### Document segment
┄┄┄┄┄┄┄┄┄┄
In addition, the SaaS approach means the software is not local, it's in the cloud. This makes it accessible through any browser, and it's always value priced: you only pay for what you use. Beyond the cost savings and efficiency, a digital document hub gives SMBs the ability to:

  • Make documents more effective at cross-selling products and promoting services, employing color and design modifications without engaging IT support;

  • Protect customers' data privacy through advanced barcoding capabilities and tighter end-to-end controls, which can be built into the system;

  • Access remote services when key employees don't show, equipment goes down, big jobs come along that existing staff can't handle, or disaster recovery is needed.

Being able to access outside services in the cloud makes it easy for businesses to focus on what they are good at, while using appropriate remote sources for everything else. The cloud-based SaaS approach gives SMBs the choice to decide which hardware, software, and services they want to use and which they want to take care of themselves.
┄┄┄┄┄┄┄┄┄┄
### About this task
Continue the passage on cloud-based document hubs for small and midsize businesses, picking up after its final sentence.
┄┄┄┄┄┄┄┄┄┄
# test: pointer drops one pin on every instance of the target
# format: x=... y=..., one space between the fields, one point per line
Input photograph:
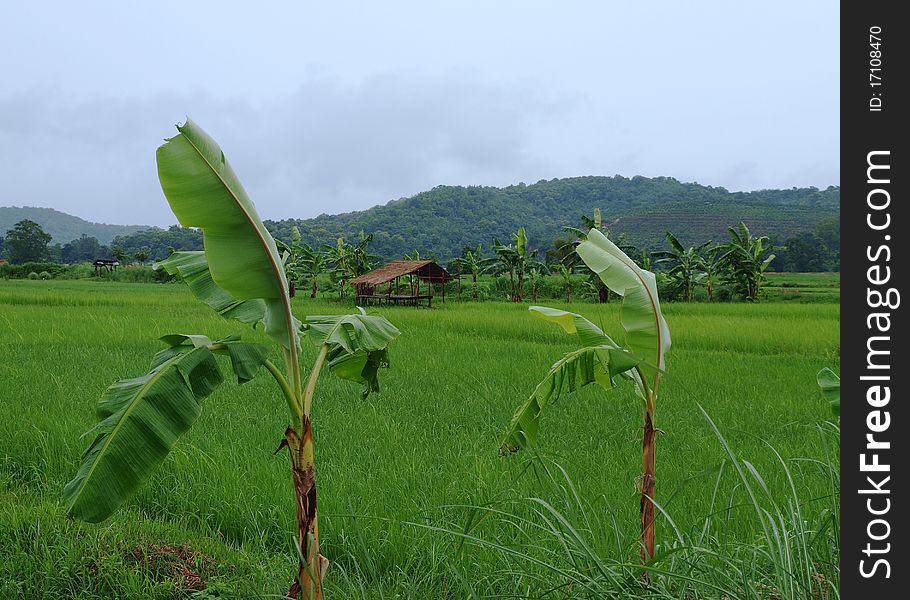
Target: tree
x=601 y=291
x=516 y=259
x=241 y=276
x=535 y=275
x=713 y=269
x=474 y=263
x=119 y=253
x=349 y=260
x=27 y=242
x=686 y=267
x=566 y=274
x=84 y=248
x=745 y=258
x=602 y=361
┄┄┄┄┄┄┄┄┄┄
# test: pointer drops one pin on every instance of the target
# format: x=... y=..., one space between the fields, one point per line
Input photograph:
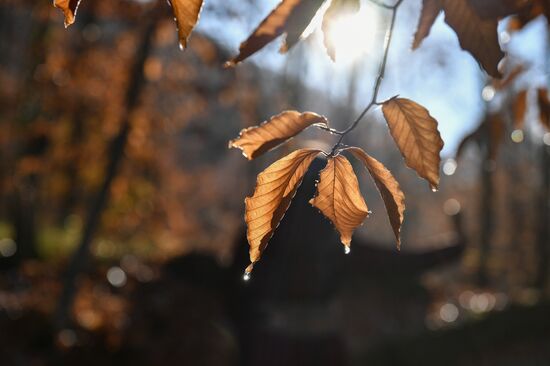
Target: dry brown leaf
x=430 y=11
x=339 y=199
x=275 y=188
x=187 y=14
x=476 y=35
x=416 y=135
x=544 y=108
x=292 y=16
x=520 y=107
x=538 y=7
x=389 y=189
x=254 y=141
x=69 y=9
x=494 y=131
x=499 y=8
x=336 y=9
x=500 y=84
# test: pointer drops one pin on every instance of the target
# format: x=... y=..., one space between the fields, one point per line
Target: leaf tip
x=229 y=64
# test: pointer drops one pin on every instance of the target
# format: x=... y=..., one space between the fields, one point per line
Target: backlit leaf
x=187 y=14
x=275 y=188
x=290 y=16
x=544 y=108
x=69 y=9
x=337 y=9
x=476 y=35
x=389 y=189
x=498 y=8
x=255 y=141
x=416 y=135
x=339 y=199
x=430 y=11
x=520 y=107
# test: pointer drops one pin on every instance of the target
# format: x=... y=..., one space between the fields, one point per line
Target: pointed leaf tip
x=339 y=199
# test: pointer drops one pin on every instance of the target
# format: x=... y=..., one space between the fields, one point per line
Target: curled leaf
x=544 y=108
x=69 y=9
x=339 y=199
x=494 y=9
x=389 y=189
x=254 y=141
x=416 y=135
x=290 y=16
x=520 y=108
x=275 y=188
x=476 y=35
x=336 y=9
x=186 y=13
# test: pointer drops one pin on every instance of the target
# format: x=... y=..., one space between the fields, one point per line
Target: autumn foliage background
┄┄┄┄┄┄┄┄┄┄
### Written response
Customer Preferences Changing

Increasingly, the customers of SMBs are demanding multiple approaches to communications to meet their needs. This requires businesses to accommodate diverse customer communication methods, which range from physical communications, digital experiences on physical channels (such as Augmented Reality, QR codes, and others), to a fully digital experience via email, web, and mobile technologies.


The answer is a multi-channel communications hub that can automate and adapt to the various channel needs of a business and its customers. This centralized digital document hub, which creates and changes communication mediums into a digital format, enables businesses to optimize the delivery to customers via physical or digital media.


A digital document hub can also serve as middleware linking an SMB's legacy system output to today's communication demands. By providing compatibility with these legacy systems, the middleware can use their diverse inputs into the platform to drive the diverse outputs that go into all the communication channels the business wants to use. Key to this capability is the interoperability the digital document hub provides between all the processes across the workflow. The output from one function seamlessly becomes the input for the next function. For example, cleansed and standardized addresses are used to create presort and split mailings.


Four Key Document Management Functions

Let's look at four use cases which a cloud-based digital document hub can positively impact:

  • Multi-channel management: Send documents to customers via mail and/or through digital sending channels. No need to manage special handling requirements for customers wanting digital documents.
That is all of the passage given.